_STATED EXERCISE_.
Gather every line below that contains the word "target", and copy each one out in full.

---------- STORED RECORDS ----------

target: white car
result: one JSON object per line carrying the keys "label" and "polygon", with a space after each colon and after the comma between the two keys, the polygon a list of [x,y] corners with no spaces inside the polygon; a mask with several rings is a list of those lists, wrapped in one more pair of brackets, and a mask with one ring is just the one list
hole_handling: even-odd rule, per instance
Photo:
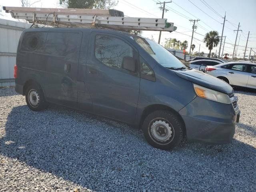
{"label": "white car", "polygon": [[248,62],[230,62],[207,68],[207,74],[231,85],[256,89],[256,64]]}
{"label": "white car", "polygon": [[207,68],[208,68],[210,66],[214,66],[222,63],[223,63],[219,61],[210,60],[209,59],[202,59],[200,60],[196,60],[190,61],[189,64],[189,67],[198,70],[200,69],[200,70],[202,71],[204,69],[206,70],[206,68],[205,69],[205,68],[206,68],[205,65],[201,65],[202,64],[206,65],[207,66]]}

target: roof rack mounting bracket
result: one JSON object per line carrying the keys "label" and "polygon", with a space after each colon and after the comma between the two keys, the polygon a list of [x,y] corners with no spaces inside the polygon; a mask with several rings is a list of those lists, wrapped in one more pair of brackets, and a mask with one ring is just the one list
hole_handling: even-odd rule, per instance
{"label": "roof rack mounting bracket", "polygon": [[96,22],[96,14],[95,14],[93,17],[93,20],[92,21],[92,26],[95,26],[95,23]]}

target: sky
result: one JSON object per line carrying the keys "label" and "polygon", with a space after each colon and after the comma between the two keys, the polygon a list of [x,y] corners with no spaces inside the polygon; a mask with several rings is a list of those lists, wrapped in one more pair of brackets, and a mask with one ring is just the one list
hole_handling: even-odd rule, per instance
{"label": "sky", "polygon": [[[31,0],[31,2],[36,0]],[[166,1],[168,1],[166,0]],[[188,42],[187,51],[189,51],[192,35],[192,22],[190,19],[200,19],[196,22],[197,28],[195,31],[192,44],[196,48],[194,52],[209,52],[208,48],[202,42],[204,36],[211,30],[216,30],[221,36],[225,13],[226,21],[223,36],[226,36],[224,53],[232,54],[235,43],[238,23],[240,27],[238,35],[236,45],[239,42],[237,55],[242,57],[245,50],[248,31],[250,32],[249,41],[246,55],[248,55],[250,48],[256,52],[256,0],[173,0],[171,3],[166,4],[166,8],[169,10],[164,13],[164,18],[168,22],[174,23],[177,26],[176,31],[169,33],[162,32],[160,44],[163,44],[165,39],[175,38],[183,41]],[[159,9],[160,5],[156,4],[158,0],[119,0],[117,6],[114,8],[123,11],[125,16],[134,17],[161,18],[162,11]],[[32,7],[44,8],[60,7],[58,0],[41,0],[34,4]],[[0,6],[20,6],[20,0],[0,0]],[[2,12],[2,14],[3,14]],[[5,14],[0,18],[11,19],[10,14]],[[159,32],[145,31],[142,36],[151,38],[152,35],[156,41],[158,41]],[[240,40],[239,40],[239,38]],[[223,39],[222,46],[223,46]],[[236,47],[236,48],[237,46]],[[219,47],[214,48],[212,52],[217,50],[218,54]],[[221,51],[222,52],[222,51]],[[252,51],[251,55],[254,54]]]}

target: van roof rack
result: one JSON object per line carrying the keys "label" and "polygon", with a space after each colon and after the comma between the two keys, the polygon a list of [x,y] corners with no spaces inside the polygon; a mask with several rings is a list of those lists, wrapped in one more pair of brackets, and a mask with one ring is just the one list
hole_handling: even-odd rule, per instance
{"label": "van roof rack", "polygon": [[118,30],[175,31],[167,19],[130,17],[114,9],[65,9],[3,6],[15,19],[59,27],[101,27]]}

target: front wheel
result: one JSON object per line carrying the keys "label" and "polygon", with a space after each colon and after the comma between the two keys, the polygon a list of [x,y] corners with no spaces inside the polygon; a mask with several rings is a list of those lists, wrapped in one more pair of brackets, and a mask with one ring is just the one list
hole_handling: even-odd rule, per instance
{"label": "front wheel", "polygon": [[182,138],[183,126],[181,120],[171,112],[158,110],[149,114],[143,125],[144,136],[156,148],[173,149]]}
{"label": "front wheel", "polygon": [[28,86],[26,90],[25,96],[28,106],[33,111],[41,111],[47,106],[42,88],[36,84]]}

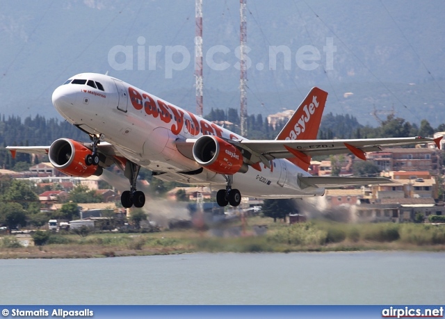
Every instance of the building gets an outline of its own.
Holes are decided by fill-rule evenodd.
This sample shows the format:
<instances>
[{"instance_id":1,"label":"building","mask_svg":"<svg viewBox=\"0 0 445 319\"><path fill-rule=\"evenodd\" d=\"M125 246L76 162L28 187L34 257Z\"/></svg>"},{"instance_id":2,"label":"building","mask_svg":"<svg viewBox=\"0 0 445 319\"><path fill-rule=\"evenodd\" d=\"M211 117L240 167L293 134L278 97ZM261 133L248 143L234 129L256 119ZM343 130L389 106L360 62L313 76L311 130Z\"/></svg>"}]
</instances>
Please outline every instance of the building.
<instances>
[{"instance_id":1,"label":"building","mask_svg":"<svg viewBox=\"0 0 445 319\"><path fill-rule=\"evenodd\" d=\"M325 193L328 207L343 204L355 205L364 197L362 189L328 189Z\"/></svg>"},{"instance_id":2,"label":"building","mask_svg":"<svg viewBox=\"0 0 445 319\"><path fill-rule=\"evenodd\" d=\"M436 178L427 171L388 172L391 183L373 185L372 198L433 198L438 197Z\"/></svg>"},{"instance_id":3,"label":"building","mask_svg":"<svg viewBox=\"0 0 445 319\"><path fill-rule=\"evenodd\" d=\"M414 222L417 214L423 218L430 215L445 214L445 207L432 198L387 198L378 203L362 203L355 207L360 220L369 222Z\"/></svg>"},{"instance_id":4,"label":"building","mask_svg":"<svg viewBox=\"0 0 445 319\"><path fill-rule=\"evenodd\" d=\"M195 202L197 193L202 194L202 198L204 199L209 199L216 196L216 192L212 191L209 187L175 187L167 192L167 198L170 200L177 200L176 195L179 190L184 190L186 192L186 196L190 201Z\"/></svg>"},{"instance_id":5,"label":"building","mask_svg":"<svg viewBox=\"0 0 445 319\"><path fill-rule=\"evenodd\" d=\"M366 154L369 160L384 171L428 171L442 168L441 151L430 148L392 148Z\"/></svg>"},{"instance_id":6,"label":"building","mask_svg":"<svg viewBox=\"0 0 445 319\"><path fill-rule=\"evenodd\" d=\"M39 195L40 202L40 209L49 209L51 206L59 202L59 199L66 198L68 193L64 190L47 190Z\"/></svg>"}]
</instances>

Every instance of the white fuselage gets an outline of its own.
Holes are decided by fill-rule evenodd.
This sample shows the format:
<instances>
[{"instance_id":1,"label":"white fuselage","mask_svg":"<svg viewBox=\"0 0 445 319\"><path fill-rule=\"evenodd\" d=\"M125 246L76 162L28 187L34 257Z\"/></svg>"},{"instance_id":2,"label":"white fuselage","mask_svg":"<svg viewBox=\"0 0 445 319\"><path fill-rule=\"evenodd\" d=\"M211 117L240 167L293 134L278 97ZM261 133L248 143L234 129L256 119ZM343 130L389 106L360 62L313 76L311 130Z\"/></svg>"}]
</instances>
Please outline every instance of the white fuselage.
<instances>
[{"instance_id":1,"label":"white fuselage","mask_svg":"<svg viewBox=\"0 0 445 319\"><path fill-rule=\"evenodd\" d=\"M86 83L57 88L53 103L68 122L90 133L103 134L105 141L127 159L153 172L165 172L166 180L213 184L216 188L225 185L224 176L205 168L200 174L181 174L196 171L200 166L178 150L176 141L202 135L234 140L244 138L111 76L85 73L71 79L99 82L104 90ZM232 188L243 195L270 198L324 193L323 188L302 190L297 175L309 174L289 161L276 159L270 164L268 168L260 163L261 171L250 167L245 173L235 174Z\"/></svg>"}]
</instances>

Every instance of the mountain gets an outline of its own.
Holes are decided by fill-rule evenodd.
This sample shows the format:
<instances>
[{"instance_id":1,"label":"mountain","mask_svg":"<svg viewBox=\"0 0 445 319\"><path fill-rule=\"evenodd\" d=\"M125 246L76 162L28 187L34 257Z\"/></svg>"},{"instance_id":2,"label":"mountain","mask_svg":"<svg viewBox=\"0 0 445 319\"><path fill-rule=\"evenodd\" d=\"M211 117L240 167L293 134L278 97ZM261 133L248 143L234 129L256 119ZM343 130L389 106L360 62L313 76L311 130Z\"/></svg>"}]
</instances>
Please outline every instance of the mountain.
<instances>
[{"instance_id":1,"label":"mountain","mask_svg":"<svg viewBox=\"0 0 445 319\"><path fill-rule=\"evenodd\" d=\"M195 110L193 0L0 6L0 113L58 117L52 91L83 72L108 72ZM203 12L206 114L239 106L239 1L204 1ZM327 111L363 124L394 109L437 126L445 122L444 16L445 4L432 0L248 0L248 112L294 108L317 85L330 93Z\"/></svg>"}]
</instances>

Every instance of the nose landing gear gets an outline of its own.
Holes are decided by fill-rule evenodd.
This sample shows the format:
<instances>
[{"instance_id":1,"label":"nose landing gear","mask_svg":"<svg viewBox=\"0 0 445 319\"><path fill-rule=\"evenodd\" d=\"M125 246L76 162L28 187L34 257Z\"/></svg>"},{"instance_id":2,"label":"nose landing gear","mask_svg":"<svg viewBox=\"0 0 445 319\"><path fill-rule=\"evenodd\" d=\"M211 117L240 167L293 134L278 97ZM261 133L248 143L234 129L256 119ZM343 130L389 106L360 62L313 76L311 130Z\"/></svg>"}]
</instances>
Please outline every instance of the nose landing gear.
<instances>
[{"instance_id":1,"label":"nose landing gear","mask_svg":"<svg viewBox=\"0 0 445 319\"><path fill-rule=\"evenodd\" d=\"M226 206L228 204L231 206L237 206L241 202L241 193L236 188L232 188L232 183L234 181L233 175L225 176L227 185L225 190L219 190L216 193L216 202L220 206Z\"/></svg>"},{"instance_id":2,"label":"nose landing gear","mask_svg":"<svg viewBox=\"0 0 445 319\"><path fill-rule=\"evenodd\" d=\"M99 165L99 154L97 154L97 145L100 143L101 140L104 140L104 134L100 134L99 136L97 134L90 134L90 138L92 140L91 142L91 147L92 147L92 154L88 154L85 156L85 164L87 166L94 165L95 166Z\"/></svg>"},{"instance_id":3,"label":"nose landing gear","mask_svg":"<svg viewBox=\"0 0 445 319\"><path fill-rule=\"evenodd\" d=\"M141 208L145 204L145 195L140 190L136 190L136 180L139 174L139 170L140 170L140 165L133 162L128 161L125 166L124 174L129 179L131 184L130 190L125 190L120 195L120 202L126 208L129 208L133 205L135 207Z\"/></svg>"}]
</instances>

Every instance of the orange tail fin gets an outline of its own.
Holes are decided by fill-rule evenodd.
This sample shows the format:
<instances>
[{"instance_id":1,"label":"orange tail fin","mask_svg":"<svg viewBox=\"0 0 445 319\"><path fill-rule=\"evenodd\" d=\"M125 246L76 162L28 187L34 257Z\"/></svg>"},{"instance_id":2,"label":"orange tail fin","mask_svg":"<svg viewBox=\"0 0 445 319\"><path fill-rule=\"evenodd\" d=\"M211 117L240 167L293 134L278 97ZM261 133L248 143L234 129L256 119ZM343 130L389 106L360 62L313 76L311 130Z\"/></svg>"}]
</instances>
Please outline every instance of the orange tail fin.
<instances>
[{"instance_id":1,"label":"orange tail fin","mask_svg":"<svg viewBox=\"0 0 445 319\"><path fill-rule=\"evenodd\" d=\"M275 140L316 139L327 99L327 92L312 88ZM298 157L288 159L305 170L309 169L310 156L307 156L305 161Z\"/></svg>"}]
</instances>

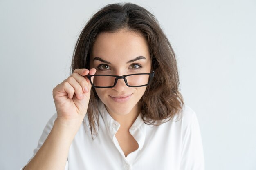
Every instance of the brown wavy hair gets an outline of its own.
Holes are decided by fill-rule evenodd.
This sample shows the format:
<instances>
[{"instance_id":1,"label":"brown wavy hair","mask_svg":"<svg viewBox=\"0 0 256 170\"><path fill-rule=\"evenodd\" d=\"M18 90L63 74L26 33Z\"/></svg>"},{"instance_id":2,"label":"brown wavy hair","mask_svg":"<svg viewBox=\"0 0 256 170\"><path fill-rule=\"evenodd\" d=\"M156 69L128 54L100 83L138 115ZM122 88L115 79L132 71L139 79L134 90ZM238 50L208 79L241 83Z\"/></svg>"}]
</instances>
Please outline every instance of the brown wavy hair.
<instances>
[{"instance_id":1,"label":"brown wavy hair","mask_svg":"<svg viewBox=\"0 0 256 170\"><path fill-rule=\"evenodd\" d=\"M99 33L115 32L120 29L140 33L147 40L155 76L139 102L144 122L159 125L181 113L184 104L179 92L180 82L176 57L157 20L143 7L132 3L107 5L94 14L87 23L76 42L72 60L71 74L76 68L90 69L90 54ZM98 134L99 114L92 88L87 115L92 134ZM162 121L164 120L164 121Z\"/></svg>"}]
</instances>

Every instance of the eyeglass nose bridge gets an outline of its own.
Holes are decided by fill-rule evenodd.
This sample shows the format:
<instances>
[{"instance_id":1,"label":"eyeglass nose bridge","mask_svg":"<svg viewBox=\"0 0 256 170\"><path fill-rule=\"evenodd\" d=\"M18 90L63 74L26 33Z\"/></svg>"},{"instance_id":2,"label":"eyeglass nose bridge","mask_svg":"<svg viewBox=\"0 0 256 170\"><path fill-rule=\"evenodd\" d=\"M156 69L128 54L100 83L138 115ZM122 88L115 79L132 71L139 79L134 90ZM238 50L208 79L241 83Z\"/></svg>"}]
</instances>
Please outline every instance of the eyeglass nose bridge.
<instances>
[{"instance_id":1,"label":"eyeglass nose bridge","mask_svg":"<svg viewBox=\"0 0 256 170\"><path fill-rule=\"evenodd\" d=\"M113 86L112 87L114 87L116 86L116 84L117 84L117 81L118 81L119 79L124 79L125 84L126 85L126 86L129 86L129 85L128 85L128 82L127 82L127 80L126 78L126 76L127 76L127 75L116 76L116 78L115 79L115 82L114 82L114 85L113 85Z\"/></svg>"}]
</instances>

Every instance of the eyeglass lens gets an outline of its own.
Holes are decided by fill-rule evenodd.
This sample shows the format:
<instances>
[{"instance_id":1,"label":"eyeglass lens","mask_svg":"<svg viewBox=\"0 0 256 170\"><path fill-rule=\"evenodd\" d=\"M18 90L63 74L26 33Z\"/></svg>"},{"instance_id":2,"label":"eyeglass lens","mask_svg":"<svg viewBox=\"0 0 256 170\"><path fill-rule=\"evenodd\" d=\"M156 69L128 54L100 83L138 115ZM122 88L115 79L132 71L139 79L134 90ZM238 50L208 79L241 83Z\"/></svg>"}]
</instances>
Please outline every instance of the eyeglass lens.
<instances>
[{"instance_id":1,"label":"eyeglass lens","mask_svg":"<svg viewBox=\"0 0 256 170\"><path fill-rule=\"evenodd\" d=\"M141 86L148 83L149 75L129 75L125 77L129 86ZM99 87L108 87L112 86L115 83L116 77L113 76L94 76L93 84ZM120 79L118 81L124 81Z\"/></svg>"}]
</instances>

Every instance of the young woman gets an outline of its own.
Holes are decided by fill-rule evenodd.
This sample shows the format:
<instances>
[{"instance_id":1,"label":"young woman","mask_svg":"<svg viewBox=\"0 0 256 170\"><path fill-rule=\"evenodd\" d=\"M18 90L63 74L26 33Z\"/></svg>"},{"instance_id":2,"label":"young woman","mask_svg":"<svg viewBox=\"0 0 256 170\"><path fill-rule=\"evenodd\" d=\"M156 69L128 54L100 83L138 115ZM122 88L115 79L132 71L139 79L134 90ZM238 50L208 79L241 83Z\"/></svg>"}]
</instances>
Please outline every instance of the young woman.
<instances>
[{"instance_id":1,"label":"young woman","mask_svg":"<svg viewBox=\"0 0 256 170\"><path fill-rule=\"evenodd\" d=\"M178 91L175 55L139 6L107 5L82 31L72 74L29 170L204 170L195 113Z\"/></svg>"}]
</instances>

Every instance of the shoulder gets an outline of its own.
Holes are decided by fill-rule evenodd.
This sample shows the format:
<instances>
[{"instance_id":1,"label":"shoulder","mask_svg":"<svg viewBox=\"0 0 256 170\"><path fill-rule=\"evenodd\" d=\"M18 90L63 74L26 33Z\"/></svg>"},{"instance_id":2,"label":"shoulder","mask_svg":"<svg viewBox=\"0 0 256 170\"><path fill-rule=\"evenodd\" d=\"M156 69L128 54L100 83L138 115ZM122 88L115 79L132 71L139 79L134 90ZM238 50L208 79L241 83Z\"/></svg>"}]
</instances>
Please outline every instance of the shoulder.
<instances>
[{"instance_id":1,"label":"shoulder","mask_svg":"<svg viewBox=\"0 0 256 170\"><path fill-rule=\"evenodd\" d=\"M184 123L191 122L196 117L195 113L194 110L186 104L183 105L182 110L180 112L180 115L182 121Z\"/></svg>"}]
</instances>

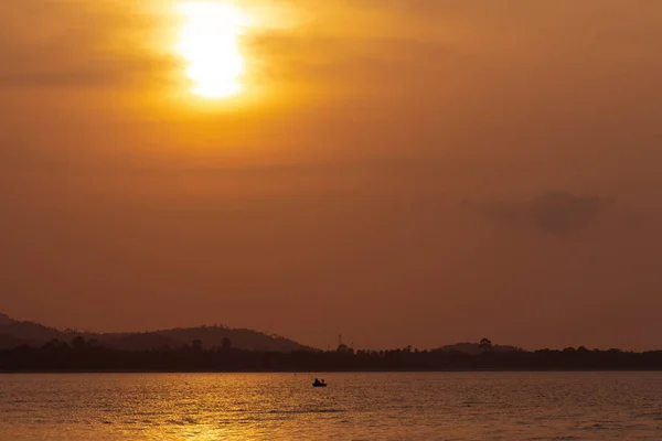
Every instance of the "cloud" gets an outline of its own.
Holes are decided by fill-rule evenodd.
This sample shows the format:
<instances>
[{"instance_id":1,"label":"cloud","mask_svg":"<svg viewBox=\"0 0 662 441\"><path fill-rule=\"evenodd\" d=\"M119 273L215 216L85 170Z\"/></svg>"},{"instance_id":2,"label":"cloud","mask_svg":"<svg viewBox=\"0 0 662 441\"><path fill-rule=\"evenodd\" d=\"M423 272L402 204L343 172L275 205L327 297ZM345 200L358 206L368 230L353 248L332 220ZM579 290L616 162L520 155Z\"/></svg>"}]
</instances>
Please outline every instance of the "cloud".
<instances>
[{"instance_id":1,"label":"cloud","mask_svg":"<svg viewBox=\"0 0 662 441\"><path fill-rule=\"evenodd\" d=\"M153 84L177 63L148 50L158 15L127 2L22 0L0 4L0 87Z\"/></svg>"},{"instance_id":2,"label":"cloud","mask_svg":"<svg viewBox=\"0 0 662 441\"><path fill-rule=\"evenodd\" d=\"M612 197L578 196L564 191L547 192L524 203L462 203L491 219L553 235L578 234L595 227L615 204Z\"/></svg>"}]
</instances>

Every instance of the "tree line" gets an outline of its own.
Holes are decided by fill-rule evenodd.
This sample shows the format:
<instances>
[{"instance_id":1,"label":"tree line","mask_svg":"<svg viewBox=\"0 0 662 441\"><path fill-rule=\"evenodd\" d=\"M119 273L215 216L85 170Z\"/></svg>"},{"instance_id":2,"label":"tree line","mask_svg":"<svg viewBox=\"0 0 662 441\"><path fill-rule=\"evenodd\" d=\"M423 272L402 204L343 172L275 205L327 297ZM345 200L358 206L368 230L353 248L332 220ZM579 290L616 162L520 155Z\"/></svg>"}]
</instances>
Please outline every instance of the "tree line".
<instances>
[{"instance_id":1,"label":"tree line","mask_svg":"<svg viewBox=\"0 0 662 441\"><path fill-rule=\"evenodd\" d=\"M180 347L122 351L76 337L71 343L52 341L42 347L20 346L0 351L2 372L384 372L384 370L591 370L662 369L662 351L419 351L410 346L391 351L254 352L233 348L225 338L204 348L194 341Z\"/></svg>"}]
</instances>

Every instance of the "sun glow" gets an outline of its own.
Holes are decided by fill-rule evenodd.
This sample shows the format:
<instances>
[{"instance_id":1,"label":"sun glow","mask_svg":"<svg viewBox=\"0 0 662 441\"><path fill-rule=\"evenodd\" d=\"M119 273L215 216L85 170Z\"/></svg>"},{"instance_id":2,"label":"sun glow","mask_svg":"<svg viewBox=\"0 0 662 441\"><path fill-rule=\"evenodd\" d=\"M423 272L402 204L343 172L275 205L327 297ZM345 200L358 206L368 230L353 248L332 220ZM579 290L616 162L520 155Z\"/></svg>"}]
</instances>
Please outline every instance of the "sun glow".
<instances>
[{"instance_id":1,"label":"sun glow","mask_svg":"<svg viewBox=\"0 0 662 441\"><path fill-rule=\"evenodd\" d=\"M205 98L226 98L241 93L245 66L239 36L246 19L223 2L186 2L180 9L185 23L177 50L188 62L191 92Z\"/></svg>"}]
</instances>

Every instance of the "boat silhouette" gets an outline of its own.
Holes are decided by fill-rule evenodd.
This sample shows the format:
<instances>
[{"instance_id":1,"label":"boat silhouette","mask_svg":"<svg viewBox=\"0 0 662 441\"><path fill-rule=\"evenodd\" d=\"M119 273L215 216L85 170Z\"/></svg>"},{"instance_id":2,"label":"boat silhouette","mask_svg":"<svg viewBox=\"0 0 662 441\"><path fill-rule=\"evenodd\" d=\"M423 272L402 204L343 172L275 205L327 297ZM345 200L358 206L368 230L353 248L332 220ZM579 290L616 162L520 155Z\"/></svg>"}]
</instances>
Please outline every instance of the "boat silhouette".
<instances>
[{"instance_id":1,"label":"boat silhouette","mask_svg":"<svg viewBox=\"0 0 662 441\"><path fill-rule=\"evenodd\" d=\"M312 384L312 387L327 387L327 381L324 380L319 380L319 379L314 379L314 383Z\"/></svg>"}]
</instances>

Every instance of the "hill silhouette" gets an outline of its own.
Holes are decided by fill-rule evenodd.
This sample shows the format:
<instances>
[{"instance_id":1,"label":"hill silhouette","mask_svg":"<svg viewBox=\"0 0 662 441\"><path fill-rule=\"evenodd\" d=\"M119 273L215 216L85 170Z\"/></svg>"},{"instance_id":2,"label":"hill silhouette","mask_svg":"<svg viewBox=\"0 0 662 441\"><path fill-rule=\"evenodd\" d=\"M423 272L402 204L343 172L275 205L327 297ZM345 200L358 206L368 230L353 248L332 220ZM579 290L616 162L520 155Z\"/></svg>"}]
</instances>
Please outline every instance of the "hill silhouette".
<instances>
[{"instance_id":1,"label":"hill silhouette","mask_svg":"<svg viewBox=\"0 0 662 441\"><path fill-rule=\"evenodd\" d=\"M247 329L226 326L199 326L141 333L90 333L76 330L57 330L34 322L21 322L0 314L0 348L21 345L41 347L52 341L71 342L81 336L86 341L121 351L147 351L179 348L197 342L203 348L222 346L224 341L232 347L258 352L313 351L292 340ZM227 344L227 343L226 343Z\"/></svg>"}]
</instances>

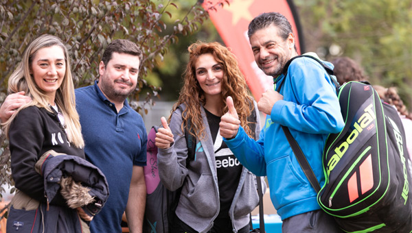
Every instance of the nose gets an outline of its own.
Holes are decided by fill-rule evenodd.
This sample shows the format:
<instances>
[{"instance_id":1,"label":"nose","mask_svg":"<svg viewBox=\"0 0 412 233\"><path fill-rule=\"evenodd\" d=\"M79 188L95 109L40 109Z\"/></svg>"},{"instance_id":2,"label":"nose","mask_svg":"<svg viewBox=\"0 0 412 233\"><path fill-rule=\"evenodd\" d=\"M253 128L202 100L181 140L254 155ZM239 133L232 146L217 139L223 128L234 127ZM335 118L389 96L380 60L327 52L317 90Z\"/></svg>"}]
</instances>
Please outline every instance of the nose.
<instances>
[{"instance_id":1,"label":"nose","mask_svg":"<svg viewBox=\"0 0 412 233\"><path fill-rule=\"evenodd\" d=\"M49 69L49 75L57 75L57 69L56 68L56 66L54 64L52 64L50 65Z\"/></svg>"},{"instance_id":2,"label":"nose","mask_svg":"<svg viewBox=\"0 0 412 233\"><path fill-rule=\"evenodd\" d=\"M215 75L211 70L207 71L207 77L208 79L214 79L215 78Z\"/></svg>"},{"instance_id":3,"label":"nose","mask_svg":"<svg viewBox=\"0 0 412 233\"><path fill-rule=\"evenodd\" d=\"M123 75L122 75L122 79L124 80L130 79L130 71L128 69L124 70L124 73L123 73Z\"/></svg>"},{"instance_id":4,"label":"nose","mask_svg":"<svg viewBox=\"0 0 412 233\"><path fill-rule=\"evenodd\" d=\"M260 49L259 56L261 60L265 60L268 55L269 53L267 51L266 49L265 49L264 48Z\"/></svg>"}]
</instances>

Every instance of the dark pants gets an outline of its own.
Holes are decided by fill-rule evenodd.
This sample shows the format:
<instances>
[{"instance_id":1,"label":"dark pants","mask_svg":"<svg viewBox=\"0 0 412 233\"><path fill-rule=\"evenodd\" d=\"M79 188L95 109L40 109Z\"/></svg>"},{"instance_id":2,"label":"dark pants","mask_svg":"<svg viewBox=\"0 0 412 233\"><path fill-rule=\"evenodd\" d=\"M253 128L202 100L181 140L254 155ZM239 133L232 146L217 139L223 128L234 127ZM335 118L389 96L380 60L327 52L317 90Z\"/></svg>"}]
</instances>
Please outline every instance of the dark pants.
<instances>
[{"instance_id":1,"label":"dark pants","mask_svg":"<svg viewBox=\"0 0 412 233\"><path fill-rule=\"evenodd\" d=\"M247 225L242 229L240 229L238 233L249 233L250 232L249 225ZM172 223L171 233L198 233L193 228L190 228L186 223L183 223L177 217L175 216L175 220ZM233 228L230 219L222 220L215 220L213 228L209 230L208 233L233 233Z\"/></svg>"},{"instance_id":2,"label":"dark pants","mask_svg":"<svg viewBox=\"0 0 412 233\"><path fill-rule=\"evenodd\" d=\"M282 233L341 233L333 217L321 210L293 216L282 223Z\"/></svg>"}]
</instances>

----------

_THE RESPONSE_.
target: white car
target: roof rack mounting bracket
target: sky
target: van roof rack
target: front wheel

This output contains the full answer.